A lease gives the tenant the right to use the property. However, such privilege is not absolute. While being the one in possession, the lessee has to maintain the premises as if he were the true owner of the estate. Along this line, the lessee is under obligation to undertake the necessary repairs which the lessor would have otherwise ordinarily done during the life of the contract. As a matter of course, any property is susceptible of wear and tear until it is fully depreciated or has become totally useless and obsolete. In the meanwhile, it has to be given proper maintenance by whoever has occupancy of it at a given time. In the case here, Australia Interactive is currently in possession. Unfortunately, it has failed in that aspect what with the dislocated hinges, the repair needed for the windows, the worn out carpet and the holes in the walls.
+ + + +
> **PROMPT A**
How many lines in the entries below contain the word "white"? Reply with the number alone.

> **PROVIDED RECORDS**
+ + + +
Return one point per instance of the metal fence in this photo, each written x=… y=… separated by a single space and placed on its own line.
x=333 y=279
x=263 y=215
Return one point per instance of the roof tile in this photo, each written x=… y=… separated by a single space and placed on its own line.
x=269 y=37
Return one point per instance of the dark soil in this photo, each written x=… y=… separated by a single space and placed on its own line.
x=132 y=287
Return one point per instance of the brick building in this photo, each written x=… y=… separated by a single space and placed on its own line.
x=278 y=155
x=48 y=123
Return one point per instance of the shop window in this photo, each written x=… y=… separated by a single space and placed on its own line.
+ + + +
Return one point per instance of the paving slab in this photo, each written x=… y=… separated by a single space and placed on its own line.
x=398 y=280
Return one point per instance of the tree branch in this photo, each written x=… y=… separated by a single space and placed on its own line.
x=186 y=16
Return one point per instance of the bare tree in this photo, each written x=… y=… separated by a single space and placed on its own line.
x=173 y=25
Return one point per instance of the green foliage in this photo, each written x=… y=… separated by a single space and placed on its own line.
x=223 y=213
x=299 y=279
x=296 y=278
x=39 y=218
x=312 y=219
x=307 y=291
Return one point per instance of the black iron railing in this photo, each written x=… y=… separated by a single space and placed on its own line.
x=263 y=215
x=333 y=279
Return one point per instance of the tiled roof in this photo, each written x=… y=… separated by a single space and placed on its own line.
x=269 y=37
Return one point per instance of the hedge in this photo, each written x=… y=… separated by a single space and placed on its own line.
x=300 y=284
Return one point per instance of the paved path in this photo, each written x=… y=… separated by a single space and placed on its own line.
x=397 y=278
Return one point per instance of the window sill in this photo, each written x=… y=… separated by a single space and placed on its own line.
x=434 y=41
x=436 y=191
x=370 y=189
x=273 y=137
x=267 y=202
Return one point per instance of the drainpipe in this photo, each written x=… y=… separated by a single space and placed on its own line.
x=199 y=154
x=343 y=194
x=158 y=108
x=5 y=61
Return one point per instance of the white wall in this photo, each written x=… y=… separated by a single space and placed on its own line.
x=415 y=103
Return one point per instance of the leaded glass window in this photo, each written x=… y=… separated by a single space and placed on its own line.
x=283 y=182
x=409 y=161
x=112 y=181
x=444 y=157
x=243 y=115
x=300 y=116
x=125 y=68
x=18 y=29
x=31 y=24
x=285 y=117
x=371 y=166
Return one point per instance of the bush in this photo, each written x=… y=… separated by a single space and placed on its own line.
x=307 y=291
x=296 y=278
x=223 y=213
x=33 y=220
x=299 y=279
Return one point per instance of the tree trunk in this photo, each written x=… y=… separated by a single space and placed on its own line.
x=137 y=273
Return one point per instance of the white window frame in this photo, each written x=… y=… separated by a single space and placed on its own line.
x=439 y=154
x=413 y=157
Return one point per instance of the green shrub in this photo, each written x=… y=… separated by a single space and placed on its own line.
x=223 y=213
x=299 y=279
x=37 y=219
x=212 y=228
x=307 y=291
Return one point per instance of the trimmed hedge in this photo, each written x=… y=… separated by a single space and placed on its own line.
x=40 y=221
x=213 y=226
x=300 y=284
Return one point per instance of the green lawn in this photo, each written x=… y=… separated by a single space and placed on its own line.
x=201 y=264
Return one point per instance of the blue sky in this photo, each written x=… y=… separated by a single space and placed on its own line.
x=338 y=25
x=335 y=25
+ + + +
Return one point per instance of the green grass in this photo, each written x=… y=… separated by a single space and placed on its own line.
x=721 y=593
+ + + +
> **PROMPT B**
Can you sum up the lease passage above in two sentences?

> **FULL SOLUTION A**
2

> **FULL SOLUTION B**
A lease gives the tenant the right to use the property, but the lessee must maintain the premises as if the lessee were the true owner and undertake the necessary repairs the lessor would otherwise ordinarily have done during the contract. Australia Interactive, which is currently in possession, has failed in that respect, as shown by the dislocated hinges, the windows needing repair, the worn-out carpet and the holes in the walls.